**STUDY TEXT**
⟨
The Financial Services spending bill adopted by the Senate Appropriations Committee on July 23, 2015, omitted language that would ban regulated sales of marijuana in Washington, D.C. If the provision becomes law, D.C. could finally tax and regulate recreational marijuana like alcohol, and legal dispensaries might open as early as next year.
Regulated, legal commerce seems like minimal fairness to the 70 percent of D.C. voters who voted to approve full legalization in 2014. But with a population of only 658,893, D.C. itself will never be a huge market.
For investors, the real prize is the surrounding, largely prosperous, metropolitan region with nearly 10 times the population. The Mid-Atlantic strategy may be less a matter of state-by-state legalization, than of the ultimate development of a regional market.
Recapping the Latest in DC’s Fight for Legalization
Initiative 71, approved by D.C. voters on November 4, 2014, made the possession of up to 2 ounces of marijuana and the cultivation of up to three marijuana plants legal according to city law. Congress, however, controls the city’s budget and acted to prohibit federal or local funds from being used to enact any law, rule, or regulation to legalize or otherwise reduce penalties associated with the possession, use, or distribution of any schedule I substance. The effect has been to block the City Council from enacting and implementing rules to regulate and tax the sale of marijuana.
⟩
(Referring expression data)
⟨
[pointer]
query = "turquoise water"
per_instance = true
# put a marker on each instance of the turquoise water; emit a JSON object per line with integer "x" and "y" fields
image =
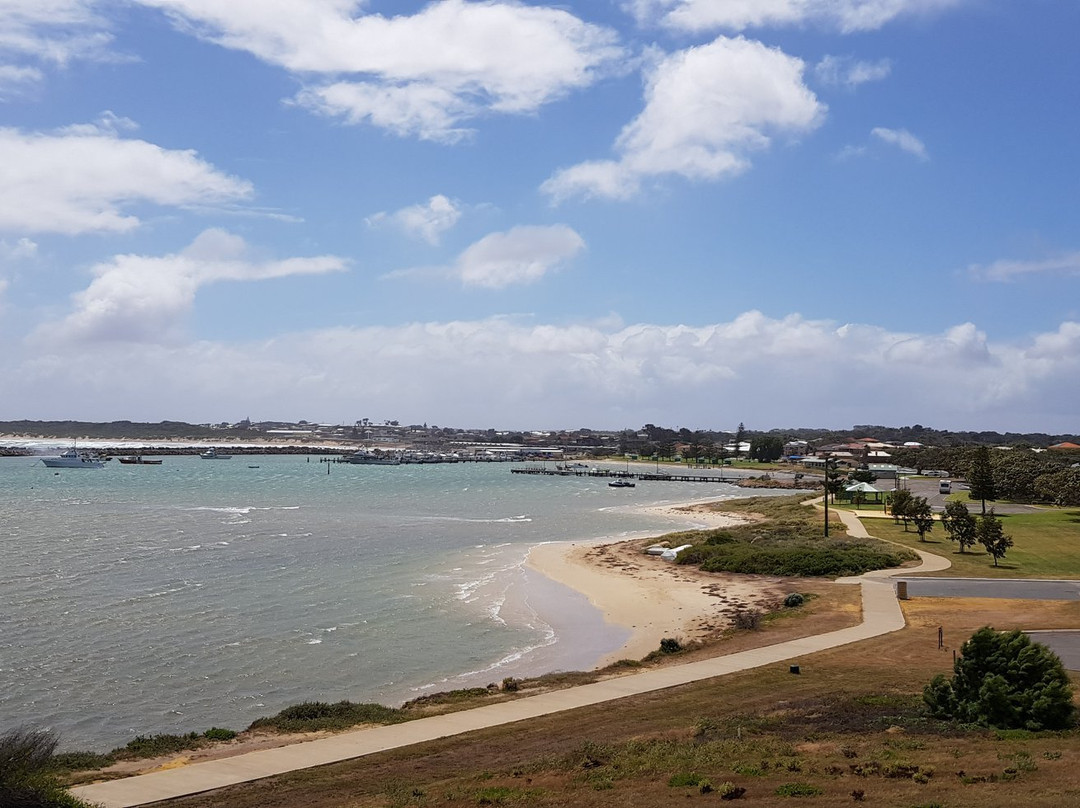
⟩
**ACTIVITIES**
1 > Answer these questions from the text on D.C. marijuana legalization above.
(a) On what date did the Senate Appropriations Committee adopt the Financial Services spending bill?
(b) What share of D.C. voters voted to approve full legalization in 2014?
(c) Under Initiative 71, how many marijuana plants could be cultivated legally according to city law?
2 > Reproduce the passage of the D.C. marijuana text from "The Financial Services" up to and including "a regional market.".

**ANSWERS TO THIS EXERCISE**
1 >
(a) July 23, 2015
(b) 70 percent
(c) Up to three

2 >
The Financial Services spending bill adopted by the Senate Appropriations Committee on July 23, 2015, omitted language that would ban regulated sales of marijuana in Washington, D.C. If the provision becomes law, D.C. could finally tax and regulate recreational marijuana like alcohol, and legal dispensaries might open as early as next year.
Regulated, legal commerce seems like minimal fairness to the 70 percent of D.C. voters who voted to approve full legalization in 2014. But with a population of only 658,893, D.C. itself will never be a huge market.
For investors, the real prize is the surrounding, largely prosperous, metropolitan region with nearly 10 times the population. The Mid-Atlantic strategy may be less a matter of state-by-state legalization, than of the ultimate development of a regional market.